* [Goal]: Will you write out the data exactly, excluding every picture?

* [Data shown]:
----

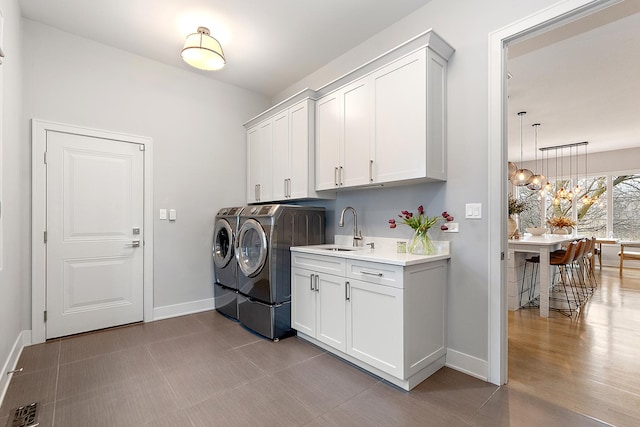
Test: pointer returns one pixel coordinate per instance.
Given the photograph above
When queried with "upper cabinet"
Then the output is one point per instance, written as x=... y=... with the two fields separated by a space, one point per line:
x=387 y=125
x=280 y=155
x=342 y=138
x=384 y=123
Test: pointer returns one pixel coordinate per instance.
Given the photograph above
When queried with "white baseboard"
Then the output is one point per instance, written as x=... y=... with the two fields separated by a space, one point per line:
x=176 y=310
x=470 y=365
x=24 y=339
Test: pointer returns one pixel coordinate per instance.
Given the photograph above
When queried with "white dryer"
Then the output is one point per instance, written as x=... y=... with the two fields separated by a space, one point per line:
x=265 y=234
x=225 y=265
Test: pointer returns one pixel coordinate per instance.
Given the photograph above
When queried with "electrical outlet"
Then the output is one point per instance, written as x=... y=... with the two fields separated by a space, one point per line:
x=452 y=227
x=473 y=210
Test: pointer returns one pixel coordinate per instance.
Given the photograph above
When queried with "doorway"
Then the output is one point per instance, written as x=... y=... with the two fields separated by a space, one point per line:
x=92 y=230
x=556 y=15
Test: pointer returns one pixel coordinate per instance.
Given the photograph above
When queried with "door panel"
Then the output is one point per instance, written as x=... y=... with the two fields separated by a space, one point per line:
x=94 y=203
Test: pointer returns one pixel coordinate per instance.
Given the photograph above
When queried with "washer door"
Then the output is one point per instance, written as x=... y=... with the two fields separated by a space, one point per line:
x=251 y=248
x=222 y=243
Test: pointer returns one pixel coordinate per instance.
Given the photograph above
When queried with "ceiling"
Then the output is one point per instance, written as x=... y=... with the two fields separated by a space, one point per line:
x=269 y=45
x=578 y=80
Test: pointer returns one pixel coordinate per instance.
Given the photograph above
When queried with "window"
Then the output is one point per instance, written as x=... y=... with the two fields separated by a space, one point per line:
x=592 y=207
x=607 y=206
x=626 y=207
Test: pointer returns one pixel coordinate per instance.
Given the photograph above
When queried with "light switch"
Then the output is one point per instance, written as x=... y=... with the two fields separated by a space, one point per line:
x=452 y=227
x=473 y=210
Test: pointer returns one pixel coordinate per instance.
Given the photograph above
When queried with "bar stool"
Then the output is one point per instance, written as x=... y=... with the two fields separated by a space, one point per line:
x=563 y=261
x=581 y=292
x=530 y=303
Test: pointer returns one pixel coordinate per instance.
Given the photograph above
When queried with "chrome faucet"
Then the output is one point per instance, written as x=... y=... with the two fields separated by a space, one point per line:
x=357 y=235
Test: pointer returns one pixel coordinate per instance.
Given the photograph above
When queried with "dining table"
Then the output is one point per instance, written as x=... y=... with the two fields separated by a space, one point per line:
x=542 y=245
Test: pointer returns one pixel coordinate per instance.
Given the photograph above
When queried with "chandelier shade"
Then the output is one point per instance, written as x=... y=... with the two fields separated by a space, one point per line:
x=203 y=51
x=537 y=181
x=522 y=176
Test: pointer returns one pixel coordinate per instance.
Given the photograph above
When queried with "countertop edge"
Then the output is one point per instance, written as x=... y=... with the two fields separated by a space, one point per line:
x=372 y=255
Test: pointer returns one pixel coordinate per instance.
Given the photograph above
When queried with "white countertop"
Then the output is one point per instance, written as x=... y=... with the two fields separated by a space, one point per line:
x=383 y=253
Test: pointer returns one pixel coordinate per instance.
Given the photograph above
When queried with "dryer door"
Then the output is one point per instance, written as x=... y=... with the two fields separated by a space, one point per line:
x=222 y=243
x=251 y=248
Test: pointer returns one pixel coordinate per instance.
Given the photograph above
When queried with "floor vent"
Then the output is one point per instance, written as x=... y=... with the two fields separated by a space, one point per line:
x=24 y=416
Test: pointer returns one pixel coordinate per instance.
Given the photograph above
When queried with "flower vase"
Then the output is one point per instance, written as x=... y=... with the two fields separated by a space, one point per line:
x=421 y=244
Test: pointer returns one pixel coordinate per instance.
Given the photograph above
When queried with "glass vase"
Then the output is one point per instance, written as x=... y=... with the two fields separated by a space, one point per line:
x=421 y=244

----

* [Task response]:
Test: pointer returns one pixel coordinate per instance.
Given the photograph above
When queried with "upper cabinet"
Then the output is one point per instance, written as x=... y=... with the two fields separated by a space, one point per line:
x=387 y=125
x=280 y=155
x=342 y=138
x=384 y=123
Test: pointer returns one pixel coordinate per instance.
Given the photograph above
When queried with "white baseboard"
Then the output is one point per instance, written as x=... y=... with the two fields separated by a space, one point per line:
x=176 y=310
x=470 y=365
x=24 y=339
Test: pointer returns one pixel coordinate per instance.
Given the photograph above
When queried with "white dryer"
Then the output is one point per instance, written as x=... y=... with the two fields separated by a space, one point per line:
x=265 y=234
x=225 y=265
Test: pointer returns one pixel coordinate per instance.
Given the photograph above
When queried with "electrical outlet"
Then the output is one point per instance, written as x=... y=... with the two fields separated by a space, one point per line:
x=452 y=227
x=473 y=210
Test: pointer returns one pixel coordinate per instance.
Given the photograph above
When queried with "doorway"
Then the output is one point per instance, written as x=... y=... with the two fields separated by a space, one point per line:
x=92 y=230
x=556 y=15
Test: pointer returns one pixel coordinate per instance.
Given the photograph above
When queried with "door panel"
Then the output is one point per instance, written as x=... y=... with the two fields separated by a space, one point per line:
x=94 y=203
Test: pointer returns one pixel coordinate per instance.
Given the photograph above
When queried with "washer door"
Then the output is one point per instance, written as x=... y=... with the two fields separated by a space, one point per line:
x=251 y=248
x=222 y=243
Test: pointer returns one pixel coordinate per instance.
Given the photograph above
When queried with "ceiling"
Then the output is one point per instance, written as x=... y=... with the two fields separated by a space, one point per line:
x=269 y=45
x=578 y=80
Test: pointer returns one pixel coordinate per instance.
Given the photograph above
When queried with "window"
Then the output is one point per instance, written as x=... y=... with the two fields separated by a space, one point per line:
x=592 y=207
x=607 y=206
x=626 y=207
Test: pointer returns one pixel coordinate per instance.
Given the photograph above
When queried with "light switch"
Then the output is one point per instance, written as x=... y=... with the two fields separated by a space, one point per line:
x=452 y=227
x=473 y=210
Test: pointer returns one pixel coordinate per instance.
Given the photograph above
When queried with "bar stool"
Then the output is one point per instance, written as x=... y=... with the two fields separated by a space, one point per line:
x=563 y=261
x=581 y=292
x=530 y=303
Test: pointer returns one pixel coordinate per instance.
Given the photograph above
When queried with "chrome faucet"
Then the output is one point per instance, written as x=... y=... with the two fields separated by a space, one point per line:
x=357 y=235
Test: pointer returns one pixel coordinate per instance.
Given the photograph above
When queried with "dining table"
Then the output is one point per instance, written as x=... y=... with the two fields separated by a space, one point per line:
x=542 y=245
Test: pointer returns one pixel coordinate per instance.
Given the photograph above
When queried with "chandelier shade"
Then the output is one point per instance, written as x=... y=... with the two fields separated by a space, one point per line:
x=203 y=51
x=537 y=181
x=522 y=176
Test: pointer returns one pixel coordinate per instance.
Given the photograph above
When queried with "countertop edge"
Then the output is one point per instance, written as x=... y=... with the two fields separated by a space, one point per line:
x=372 y=255
Test: pointer returns one pixel coordinate per instance.
Given the photograph above
When queried with "white countertop"
Then the output is one point per instance, written as x=... y=... with the two fields separated by a space, one point per line:
x=383 y=253
Test: pointer returns one pixel coordinate per instance.
Given the photograph above
When queried with "dryer door"
Then the output is one point per instance, written as x=... y=... with the two fields separated by a space, one point per line:
x=222 y=243
x=251 y=248
Test: pointer returns one pixel coordinate per instance.
Given the photograph above
When queried with "floor vent"
Then the output is one point per instance, written as x=... y=... with the two fields separated by a space, one point per line:
x=24 y=416
Test: pointer returns one pixel coordinate per instance.
Given the photograph above
When queried with "flower vase"
Then the output is one point per instance, written as x=... y=... with the two fields separated by a space, one point per line:
x=421 y=244
Test: pointer returns one pixel coordinate per instance.
Given the photograph above
When queried with "glass vase"
Then the output is one point per instance, written as x=... y=... with the two fields separated by a space, one point per line:
x=421 y=244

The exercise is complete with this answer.